-- START Selected text --

[Skiboot] [PATCH skiboot] npu2: Increase timeout for L2/L3 cache purging

srikanth sraithal at linux.vnet.ibm.com
Thu Jun 27 18:31:08 AEST 2019


Tested-by: Srikanth Aithal <sraithal at linux.vnet.ibm.com>
Reported-by: Srikanth Aithal <sraithal at linux.vnet.ibm.com>

On 6/27/19 12:39 PM, Alistair Popple wrote:
> On Thursday, 27 June 2019 3:47:54 PM AEST Alexey Kardashevskiy wrote:
>> On 27/06/2019 15:15, Stewart Smith wrote:
>>> Alexey Kardashevskiy <aik at ozlabs.ru> writes:
>>>> On NVLink2 bridge reset, we purge all L2/L3 caches in the system.
>>>> This is an asynchronous operation, we have a 2ms timeout here. There are
>>>> reports that this is not enough and "PURGE L3 on core xxx timed out"
>>>> messages appear (for the reference: on the test setup this takes
>>>> 280us..780us).
>>>>
>>>> This defines the timeout as a macro and changes this from 2ms to 20ms.

-- END Selected text --
-- START Dataset rows --

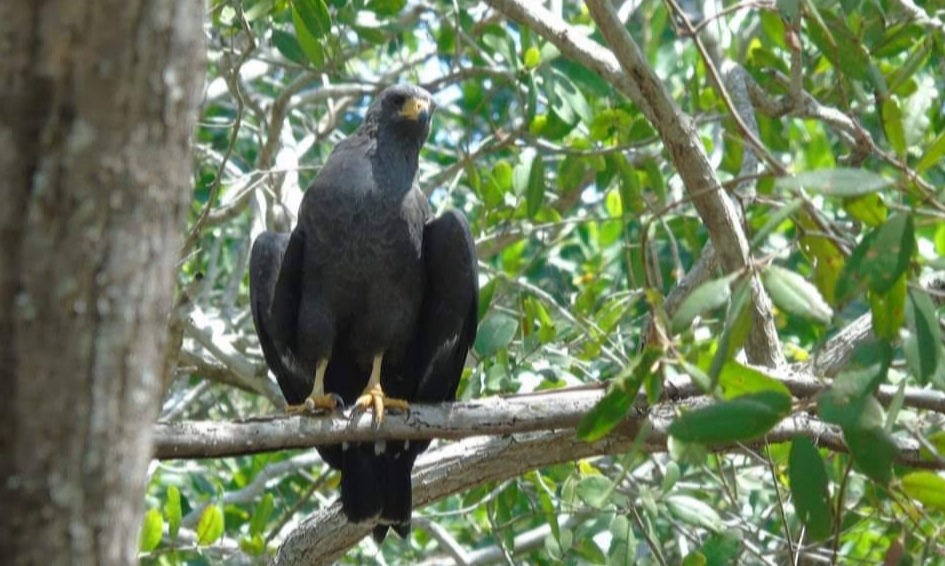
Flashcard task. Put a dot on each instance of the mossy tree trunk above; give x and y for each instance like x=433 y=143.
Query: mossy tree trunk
x=98 y=104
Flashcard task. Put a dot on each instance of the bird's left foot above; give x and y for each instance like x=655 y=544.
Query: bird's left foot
x=327 y=402
x=376 y=398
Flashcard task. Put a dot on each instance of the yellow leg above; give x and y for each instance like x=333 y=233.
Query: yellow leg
x=373 y=395
x=318 y=399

-- END Dataset rows --

• Written tasks:
a – In the skiboot patch email, what new value is the cache purge timeout changed to?
b – Reproduce the part of the skiboot patch email starting with "On 6/27/19 12:39" and going on through "in the system.".

• Expected results:
a – 20ms

b –
On 6/27/19 12:39 PM, Alistair Popple wrote:
> On Thursday, 27 June 2019 3:47:54 PM AEST Alexey Kardashevskiy wrote:
>> On 27/06/2019 15:15, Stewart Smith wrote:
>>> Alexey Kardashevskiy <aik at ozlabs.ru> writes:
>>>> On NVLink2 bridge reset, we purge all L2/L3 caches in the system.